◆ **Provided records**:
[Start of section]
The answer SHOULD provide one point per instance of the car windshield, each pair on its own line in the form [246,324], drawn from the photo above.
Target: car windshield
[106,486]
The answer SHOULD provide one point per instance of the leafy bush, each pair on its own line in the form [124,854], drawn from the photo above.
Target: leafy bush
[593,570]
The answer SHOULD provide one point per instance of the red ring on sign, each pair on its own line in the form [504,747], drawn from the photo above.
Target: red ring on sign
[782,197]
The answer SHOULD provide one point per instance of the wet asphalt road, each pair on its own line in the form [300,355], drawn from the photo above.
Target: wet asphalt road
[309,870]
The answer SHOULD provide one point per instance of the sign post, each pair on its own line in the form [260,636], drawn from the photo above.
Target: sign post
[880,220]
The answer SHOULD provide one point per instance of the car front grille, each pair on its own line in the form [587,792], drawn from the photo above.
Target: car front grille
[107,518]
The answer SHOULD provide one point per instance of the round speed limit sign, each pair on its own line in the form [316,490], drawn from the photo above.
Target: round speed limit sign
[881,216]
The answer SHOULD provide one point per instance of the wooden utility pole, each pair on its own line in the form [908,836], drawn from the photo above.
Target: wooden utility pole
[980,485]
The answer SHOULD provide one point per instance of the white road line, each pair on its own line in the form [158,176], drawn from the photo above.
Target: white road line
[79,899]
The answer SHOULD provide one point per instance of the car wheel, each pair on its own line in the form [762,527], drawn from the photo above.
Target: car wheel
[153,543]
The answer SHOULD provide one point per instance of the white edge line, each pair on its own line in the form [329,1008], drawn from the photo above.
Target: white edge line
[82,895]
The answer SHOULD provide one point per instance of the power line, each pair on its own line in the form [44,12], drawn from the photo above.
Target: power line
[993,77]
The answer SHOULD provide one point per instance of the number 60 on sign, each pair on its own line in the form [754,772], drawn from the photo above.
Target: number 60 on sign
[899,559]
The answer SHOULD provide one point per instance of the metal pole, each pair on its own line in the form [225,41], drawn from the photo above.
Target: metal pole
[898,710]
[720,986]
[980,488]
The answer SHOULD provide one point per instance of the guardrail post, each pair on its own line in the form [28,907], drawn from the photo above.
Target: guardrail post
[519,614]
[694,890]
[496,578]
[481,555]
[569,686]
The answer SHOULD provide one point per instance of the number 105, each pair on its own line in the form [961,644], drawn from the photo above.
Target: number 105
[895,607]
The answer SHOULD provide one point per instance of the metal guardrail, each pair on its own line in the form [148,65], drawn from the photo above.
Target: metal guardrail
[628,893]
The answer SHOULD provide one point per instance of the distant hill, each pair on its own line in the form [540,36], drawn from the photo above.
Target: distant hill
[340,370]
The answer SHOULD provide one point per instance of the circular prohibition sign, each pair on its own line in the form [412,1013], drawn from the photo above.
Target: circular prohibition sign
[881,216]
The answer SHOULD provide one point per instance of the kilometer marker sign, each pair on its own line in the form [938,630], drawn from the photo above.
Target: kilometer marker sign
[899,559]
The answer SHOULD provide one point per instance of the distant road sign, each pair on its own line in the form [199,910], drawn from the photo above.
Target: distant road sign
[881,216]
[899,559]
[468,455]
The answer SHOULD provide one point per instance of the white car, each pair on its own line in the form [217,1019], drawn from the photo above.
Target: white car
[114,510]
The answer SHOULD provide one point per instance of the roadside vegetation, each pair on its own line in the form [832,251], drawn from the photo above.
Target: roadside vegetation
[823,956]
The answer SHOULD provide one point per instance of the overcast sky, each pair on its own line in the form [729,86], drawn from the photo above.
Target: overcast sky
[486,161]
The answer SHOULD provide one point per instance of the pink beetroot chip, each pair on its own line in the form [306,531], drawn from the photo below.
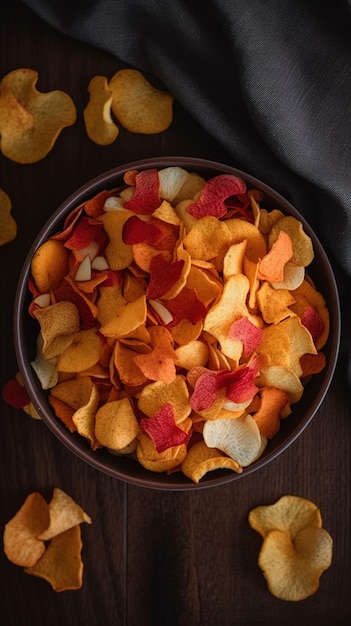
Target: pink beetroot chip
[213,196]
[146,198]
[246,332]
[14,394]
[313,322]
[136,230]
[163,430]
[186,305]
[163,275]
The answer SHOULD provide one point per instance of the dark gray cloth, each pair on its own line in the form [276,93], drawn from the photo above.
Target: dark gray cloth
[270,80]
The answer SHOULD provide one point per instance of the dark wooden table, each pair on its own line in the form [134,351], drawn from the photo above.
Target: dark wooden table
[151,558]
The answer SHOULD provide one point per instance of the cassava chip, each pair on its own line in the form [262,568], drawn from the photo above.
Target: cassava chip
[97,114]
[8,226]
[138,105]
[31,121]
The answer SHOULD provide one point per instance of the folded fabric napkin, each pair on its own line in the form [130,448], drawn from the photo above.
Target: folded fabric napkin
[269,80]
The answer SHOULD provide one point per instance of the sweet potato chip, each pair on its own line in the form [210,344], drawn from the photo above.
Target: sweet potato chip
[61,564]
[31,121]
[138,105]
[116,425]
[99,125]
[8,225]
[201,459]
[21,544]
[49,265]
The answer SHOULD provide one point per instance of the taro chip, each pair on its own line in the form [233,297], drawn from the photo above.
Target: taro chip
[296,550]
[61,564]
[301,243]
[201,459]
[21,544]
[31,121]
[239,438]
[138,105]
[64,513]
[213,196]
[99,125]
[116,425]
[163,430]
[49,265]
[163,276]
[8,225]
[271,266]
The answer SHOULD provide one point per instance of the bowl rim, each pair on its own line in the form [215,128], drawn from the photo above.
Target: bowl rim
[158,481]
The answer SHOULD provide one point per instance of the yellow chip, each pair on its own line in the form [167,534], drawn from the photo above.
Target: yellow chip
[61,564]
[21,543]
[138,105]
[97,114]
[8,226]
[116,425]
[30,121]
[49,265]
[200,460]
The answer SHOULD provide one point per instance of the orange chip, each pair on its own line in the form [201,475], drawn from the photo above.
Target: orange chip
[49,265]
[21,543]
[271,266]
[200,460]
[61,564]
[97,114]
[116,425]
[64,513]
[138,106]
[8,226]
[267,417]
[30,121]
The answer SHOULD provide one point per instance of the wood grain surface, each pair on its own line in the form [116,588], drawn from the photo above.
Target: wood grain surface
[150,557]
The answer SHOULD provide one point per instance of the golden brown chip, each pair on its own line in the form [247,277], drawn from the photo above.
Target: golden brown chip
[8,226]
[202,459]
[31,121]
[138,106]
[61,565]
[97,114]
[49,265]
[293,568]
[21,543]
[64,513]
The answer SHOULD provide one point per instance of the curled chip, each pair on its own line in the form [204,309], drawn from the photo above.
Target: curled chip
[174,330]
[296,550]
[45,539]
[138,106]
[31,121]
[97,114]
[8,226]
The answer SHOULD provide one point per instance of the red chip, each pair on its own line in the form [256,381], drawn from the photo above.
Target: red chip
[146,198]
[215,192]
[246,332]
[136,230]
[186,305]
[163,430]
[14,394]
[163,275]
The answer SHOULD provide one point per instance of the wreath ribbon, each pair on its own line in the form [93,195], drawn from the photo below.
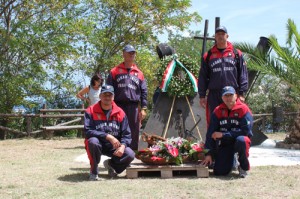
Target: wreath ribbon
[167,76]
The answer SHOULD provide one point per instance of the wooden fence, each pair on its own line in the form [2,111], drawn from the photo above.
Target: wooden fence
[46,130]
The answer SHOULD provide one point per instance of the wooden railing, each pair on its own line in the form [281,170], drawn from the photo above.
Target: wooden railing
[47,130]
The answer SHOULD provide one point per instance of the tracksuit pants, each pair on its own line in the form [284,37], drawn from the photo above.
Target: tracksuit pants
[225,154]
[131,111]
[95,149]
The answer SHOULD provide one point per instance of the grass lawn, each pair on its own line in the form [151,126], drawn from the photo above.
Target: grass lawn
[34,168]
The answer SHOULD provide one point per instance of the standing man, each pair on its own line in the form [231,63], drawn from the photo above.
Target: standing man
[222,65]
[130,90]
[229,132]
[107,133]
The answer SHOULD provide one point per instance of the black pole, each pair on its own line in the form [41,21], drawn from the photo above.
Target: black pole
[204,38]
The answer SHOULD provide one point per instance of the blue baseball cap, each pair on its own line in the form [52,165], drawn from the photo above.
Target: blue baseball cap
[221,29]
[107,89]
[129,48]
[228,90]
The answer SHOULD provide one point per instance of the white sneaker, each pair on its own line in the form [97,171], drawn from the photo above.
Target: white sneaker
[93,177]
[242,173]
[235,165]
[111,172]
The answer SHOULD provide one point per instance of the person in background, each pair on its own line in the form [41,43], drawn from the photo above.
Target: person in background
[229,132]
[130,90]
[222,65]
[107,133]
[92,91]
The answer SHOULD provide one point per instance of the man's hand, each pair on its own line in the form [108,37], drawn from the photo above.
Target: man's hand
[203,101]
[119,151]
[217,135]
[114,141]
[207,160]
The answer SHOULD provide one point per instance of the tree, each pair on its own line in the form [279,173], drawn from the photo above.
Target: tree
[279,72]
[113,24]
[282,62]
[44,45]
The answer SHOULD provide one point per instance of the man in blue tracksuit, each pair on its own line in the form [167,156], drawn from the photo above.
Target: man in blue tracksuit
[229,132]
[130,91]
[107,133]
[222,65]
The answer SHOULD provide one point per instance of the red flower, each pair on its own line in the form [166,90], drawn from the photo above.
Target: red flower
[155,158]
[172,150]
[197,147]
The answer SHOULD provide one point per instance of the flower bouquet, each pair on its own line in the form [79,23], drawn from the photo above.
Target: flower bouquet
[172,151]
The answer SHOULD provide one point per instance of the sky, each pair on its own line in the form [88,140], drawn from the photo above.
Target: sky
[248,20]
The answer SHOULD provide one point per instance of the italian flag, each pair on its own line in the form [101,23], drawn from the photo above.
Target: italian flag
[169,73]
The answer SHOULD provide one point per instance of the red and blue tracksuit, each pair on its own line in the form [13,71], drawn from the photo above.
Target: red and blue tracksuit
[97,126]
[236,125]
[221,70]
[130,89]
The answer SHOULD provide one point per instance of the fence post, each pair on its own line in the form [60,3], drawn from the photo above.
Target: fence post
[28,125]
[81,132]
[264,123]
[44,122]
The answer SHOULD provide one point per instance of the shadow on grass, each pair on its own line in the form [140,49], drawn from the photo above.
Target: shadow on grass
[83,175]
[77,147]
[231,176]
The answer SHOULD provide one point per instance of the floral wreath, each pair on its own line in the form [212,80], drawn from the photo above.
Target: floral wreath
[177,77]
[172,151]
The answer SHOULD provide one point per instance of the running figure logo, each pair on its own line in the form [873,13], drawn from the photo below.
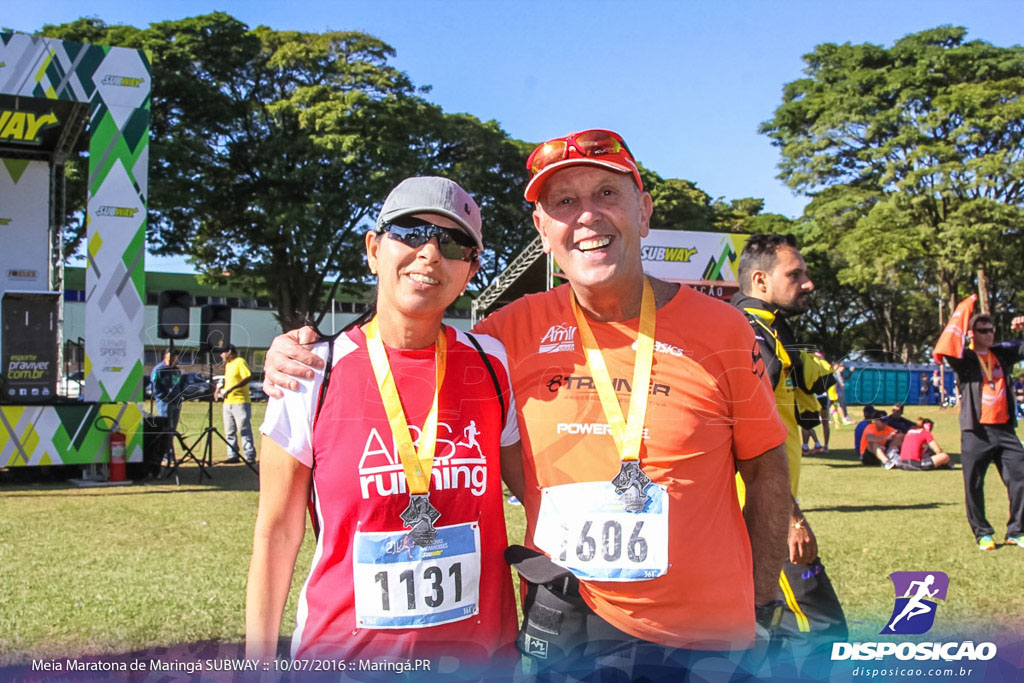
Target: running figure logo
[916,593]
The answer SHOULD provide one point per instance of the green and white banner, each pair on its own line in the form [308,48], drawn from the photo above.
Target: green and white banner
[705,260]
[25,229]
[116,83]
[33,435]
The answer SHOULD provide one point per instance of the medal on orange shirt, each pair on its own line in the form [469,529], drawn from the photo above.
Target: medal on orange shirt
[986,368]
[631,482]
[417,463]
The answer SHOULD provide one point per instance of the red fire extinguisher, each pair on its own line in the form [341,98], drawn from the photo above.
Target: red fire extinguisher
[118,442]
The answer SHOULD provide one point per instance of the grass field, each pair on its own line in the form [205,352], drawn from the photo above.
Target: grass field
[111,570]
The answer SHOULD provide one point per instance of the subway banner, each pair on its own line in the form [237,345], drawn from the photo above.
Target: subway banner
[35,435]
[115,82]
[25,229]
[706,261]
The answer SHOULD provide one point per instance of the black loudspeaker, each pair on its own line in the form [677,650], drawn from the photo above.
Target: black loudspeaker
[172,314]
[215,327]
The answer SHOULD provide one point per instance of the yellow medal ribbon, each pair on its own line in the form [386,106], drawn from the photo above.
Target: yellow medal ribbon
[417,463]
[628,434]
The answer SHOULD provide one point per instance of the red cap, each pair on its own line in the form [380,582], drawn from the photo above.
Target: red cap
[620,161]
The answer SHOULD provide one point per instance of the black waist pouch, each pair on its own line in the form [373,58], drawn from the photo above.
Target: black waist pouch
[554,615]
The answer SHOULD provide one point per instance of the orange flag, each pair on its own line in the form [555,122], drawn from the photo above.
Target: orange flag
[952,341]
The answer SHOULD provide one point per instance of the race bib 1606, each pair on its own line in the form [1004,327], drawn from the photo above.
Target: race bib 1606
[586,528]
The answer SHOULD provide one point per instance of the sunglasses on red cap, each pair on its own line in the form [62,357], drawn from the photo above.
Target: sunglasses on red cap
[596,145]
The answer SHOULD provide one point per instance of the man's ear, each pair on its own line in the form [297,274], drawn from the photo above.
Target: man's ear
[539,224]
[759,280]
[372,247]
[646,210]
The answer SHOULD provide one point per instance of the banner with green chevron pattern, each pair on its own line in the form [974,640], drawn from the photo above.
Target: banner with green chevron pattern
[33,435]
[116,83]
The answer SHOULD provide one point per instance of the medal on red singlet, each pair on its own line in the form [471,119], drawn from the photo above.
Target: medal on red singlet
[631,482]
[417,463]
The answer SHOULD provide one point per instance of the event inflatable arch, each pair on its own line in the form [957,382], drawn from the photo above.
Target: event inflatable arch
[51,93]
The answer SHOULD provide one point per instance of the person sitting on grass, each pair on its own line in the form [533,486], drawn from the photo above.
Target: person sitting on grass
[End of section]
◆ **Your objective**: Go through the entries above and copy each line holding the string "below".

◆ **Result of this task**:
The answer SHOULD provide one point per instance of the pink beetroot chip, each pair on its own line in the form [306,531], drawn from the photo below.
The answer SHOULD provide one point per instance of the wreath ribbon, each pair on its own line in the form [93,195], drawn from the photo below.
The answer SHOULD provide one point per instance of the running figure logo, each pair on its own line in the form [873,13], drawn from the photo below.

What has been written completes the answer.